> TASK REQUIREMENTS:
Reading the data below, count the lines that carry the string "rough". Give nothing but the count.

[Stored data entries]
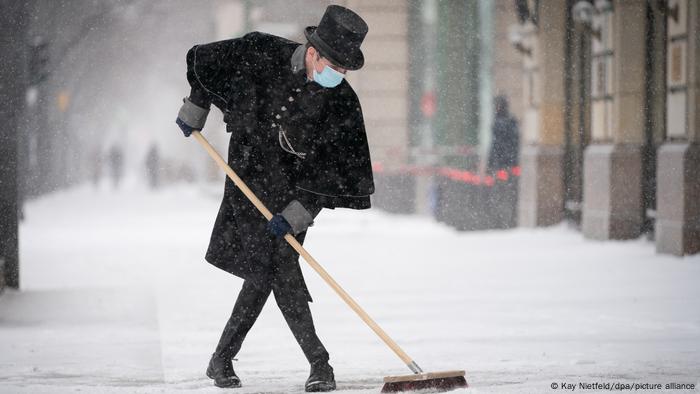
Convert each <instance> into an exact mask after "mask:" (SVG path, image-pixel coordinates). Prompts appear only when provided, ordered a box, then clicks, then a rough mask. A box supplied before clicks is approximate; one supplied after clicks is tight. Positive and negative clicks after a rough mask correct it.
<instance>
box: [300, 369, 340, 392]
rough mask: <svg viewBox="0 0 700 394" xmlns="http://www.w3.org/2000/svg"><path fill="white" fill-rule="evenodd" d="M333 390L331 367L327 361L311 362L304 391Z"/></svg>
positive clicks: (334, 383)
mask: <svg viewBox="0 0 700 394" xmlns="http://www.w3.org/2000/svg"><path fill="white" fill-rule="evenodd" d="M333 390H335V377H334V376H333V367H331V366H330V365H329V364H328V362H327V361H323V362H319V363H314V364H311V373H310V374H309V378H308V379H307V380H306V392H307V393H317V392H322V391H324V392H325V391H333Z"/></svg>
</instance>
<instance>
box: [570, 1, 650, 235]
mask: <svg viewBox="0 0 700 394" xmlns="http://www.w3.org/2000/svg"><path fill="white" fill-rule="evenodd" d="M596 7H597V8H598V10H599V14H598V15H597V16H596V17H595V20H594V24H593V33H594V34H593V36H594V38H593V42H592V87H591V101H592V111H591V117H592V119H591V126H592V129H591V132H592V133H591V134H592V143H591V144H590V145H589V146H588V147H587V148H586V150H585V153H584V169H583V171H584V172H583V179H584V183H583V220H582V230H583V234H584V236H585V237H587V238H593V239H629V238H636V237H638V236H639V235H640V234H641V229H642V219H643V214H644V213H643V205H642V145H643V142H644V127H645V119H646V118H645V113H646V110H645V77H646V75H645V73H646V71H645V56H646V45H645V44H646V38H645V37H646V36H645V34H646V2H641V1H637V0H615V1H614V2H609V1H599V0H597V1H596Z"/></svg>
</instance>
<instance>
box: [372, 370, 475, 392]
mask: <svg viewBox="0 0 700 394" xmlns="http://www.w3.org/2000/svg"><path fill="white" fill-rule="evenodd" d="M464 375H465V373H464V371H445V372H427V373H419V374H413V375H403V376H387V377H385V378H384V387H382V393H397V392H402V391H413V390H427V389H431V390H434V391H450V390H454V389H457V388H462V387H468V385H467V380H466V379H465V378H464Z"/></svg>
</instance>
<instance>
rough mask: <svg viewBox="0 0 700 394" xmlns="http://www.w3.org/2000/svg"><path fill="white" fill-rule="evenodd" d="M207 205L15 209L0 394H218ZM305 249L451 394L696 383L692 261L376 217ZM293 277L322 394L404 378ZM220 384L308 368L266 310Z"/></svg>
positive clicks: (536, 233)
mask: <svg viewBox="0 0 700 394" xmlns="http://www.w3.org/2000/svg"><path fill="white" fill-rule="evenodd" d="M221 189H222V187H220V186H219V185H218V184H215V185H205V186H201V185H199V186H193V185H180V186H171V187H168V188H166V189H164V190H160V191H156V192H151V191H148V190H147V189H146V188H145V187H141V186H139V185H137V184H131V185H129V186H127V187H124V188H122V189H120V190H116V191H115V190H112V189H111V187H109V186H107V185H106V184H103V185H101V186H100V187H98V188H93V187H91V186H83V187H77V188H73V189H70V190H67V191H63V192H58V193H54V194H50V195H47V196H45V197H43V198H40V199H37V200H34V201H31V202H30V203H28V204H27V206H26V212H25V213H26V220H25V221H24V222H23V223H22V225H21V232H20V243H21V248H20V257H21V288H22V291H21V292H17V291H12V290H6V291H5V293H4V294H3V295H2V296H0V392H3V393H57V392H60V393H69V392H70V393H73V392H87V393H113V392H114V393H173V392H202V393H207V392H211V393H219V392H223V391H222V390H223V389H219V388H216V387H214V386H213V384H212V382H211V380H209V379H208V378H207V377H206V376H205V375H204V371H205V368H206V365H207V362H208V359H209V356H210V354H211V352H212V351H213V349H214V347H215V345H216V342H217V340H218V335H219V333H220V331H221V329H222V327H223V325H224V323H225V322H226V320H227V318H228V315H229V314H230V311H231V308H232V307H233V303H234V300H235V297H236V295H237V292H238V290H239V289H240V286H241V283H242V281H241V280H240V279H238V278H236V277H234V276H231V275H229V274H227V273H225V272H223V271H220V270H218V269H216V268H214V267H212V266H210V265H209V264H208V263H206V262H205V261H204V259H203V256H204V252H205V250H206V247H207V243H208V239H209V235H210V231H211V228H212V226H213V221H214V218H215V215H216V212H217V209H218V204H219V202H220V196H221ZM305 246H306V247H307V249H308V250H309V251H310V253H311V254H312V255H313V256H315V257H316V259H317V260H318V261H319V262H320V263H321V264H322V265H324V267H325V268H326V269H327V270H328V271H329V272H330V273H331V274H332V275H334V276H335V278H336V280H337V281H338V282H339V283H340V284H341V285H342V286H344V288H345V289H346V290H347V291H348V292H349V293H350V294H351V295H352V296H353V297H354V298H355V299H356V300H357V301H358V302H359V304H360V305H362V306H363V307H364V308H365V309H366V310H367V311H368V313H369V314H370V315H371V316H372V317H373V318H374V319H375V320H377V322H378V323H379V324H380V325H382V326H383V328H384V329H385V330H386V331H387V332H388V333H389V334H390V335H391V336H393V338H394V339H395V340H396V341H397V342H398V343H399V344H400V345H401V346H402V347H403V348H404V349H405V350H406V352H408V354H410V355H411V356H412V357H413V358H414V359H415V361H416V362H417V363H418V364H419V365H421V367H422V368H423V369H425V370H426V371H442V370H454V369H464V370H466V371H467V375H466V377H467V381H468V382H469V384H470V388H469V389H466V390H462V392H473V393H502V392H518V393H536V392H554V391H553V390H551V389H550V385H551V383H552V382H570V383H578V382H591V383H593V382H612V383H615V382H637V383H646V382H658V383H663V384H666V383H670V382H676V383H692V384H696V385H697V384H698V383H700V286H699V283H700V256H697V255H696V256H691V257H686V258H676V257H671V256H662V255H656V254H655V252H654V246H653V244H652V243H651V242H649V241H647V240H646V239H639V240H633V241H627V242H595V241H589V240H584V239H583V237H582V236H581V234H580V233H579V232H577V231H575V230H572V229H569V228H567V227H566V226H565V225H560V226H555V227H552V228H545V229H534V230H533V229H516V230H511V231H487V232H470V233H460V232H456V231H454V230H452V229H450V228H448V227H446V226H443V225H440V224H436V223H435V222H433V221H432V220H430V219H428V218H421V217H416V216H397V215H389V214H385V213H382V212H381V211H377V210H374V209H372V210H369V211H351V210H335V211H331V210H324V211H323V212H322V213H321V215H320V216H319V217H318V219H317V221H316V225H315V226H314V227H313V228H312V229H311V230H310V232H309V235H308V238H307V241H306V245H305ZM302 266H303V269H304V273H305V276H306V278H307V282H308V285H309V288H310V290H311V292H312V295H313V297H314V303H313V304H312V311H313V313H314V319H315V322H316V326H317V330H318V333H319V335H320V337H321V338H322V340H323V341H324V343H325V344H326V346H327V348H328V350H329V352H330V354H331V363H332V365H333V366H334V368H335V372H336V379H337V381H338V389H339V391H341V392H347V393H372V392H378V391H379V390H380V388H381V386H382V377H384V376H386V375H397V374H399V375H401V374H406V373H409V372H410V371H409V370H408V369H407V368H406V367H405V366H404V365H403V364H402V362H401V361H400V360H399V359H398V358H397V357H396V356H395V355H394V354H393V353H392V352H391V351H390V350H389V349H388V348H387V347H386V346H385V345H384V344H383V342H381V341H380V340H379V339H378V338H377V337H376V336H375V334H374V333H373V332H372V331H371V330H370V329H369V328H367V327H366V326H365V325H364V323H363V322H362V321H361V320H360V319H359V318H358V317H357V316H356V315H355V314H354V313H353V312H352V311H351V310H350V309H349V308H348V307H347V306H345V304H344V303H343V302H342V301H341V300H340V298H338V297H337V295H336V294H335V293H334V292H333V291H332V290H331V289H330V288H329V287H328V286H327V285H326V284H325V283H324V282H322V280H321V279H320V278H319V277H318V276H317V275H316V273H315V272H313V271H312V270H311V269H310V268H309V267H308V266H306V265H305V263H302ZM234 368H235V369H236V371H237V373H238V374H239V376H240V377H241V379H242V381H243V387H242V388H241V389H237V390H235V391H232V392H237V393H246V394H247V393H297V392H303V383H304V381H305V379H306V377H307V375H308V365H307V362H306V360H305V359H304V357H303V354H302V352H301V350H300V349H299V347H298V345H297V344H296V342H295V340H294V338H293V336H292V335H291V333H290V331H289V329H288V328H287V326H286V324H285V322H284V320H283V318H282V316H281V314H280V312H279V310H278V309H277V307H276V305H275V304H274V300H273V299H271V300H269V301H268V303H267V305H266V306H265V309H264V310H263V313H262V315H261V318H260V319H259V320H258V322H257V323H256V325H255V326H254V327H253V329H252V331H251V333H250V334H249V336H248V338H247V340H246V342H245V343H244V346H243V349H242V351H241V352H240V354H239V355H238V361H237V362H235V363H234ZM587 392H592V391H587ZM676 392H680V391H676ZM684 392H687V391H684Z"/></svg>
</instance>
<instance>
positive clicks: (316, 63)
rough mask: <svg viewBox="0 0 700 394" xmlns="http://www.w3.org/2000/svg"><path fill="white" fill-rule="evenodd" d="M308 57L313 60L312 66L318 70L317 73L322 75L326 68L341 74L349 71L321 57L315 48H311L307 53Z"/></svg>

> SOLUTION FOR THIS TASK:
4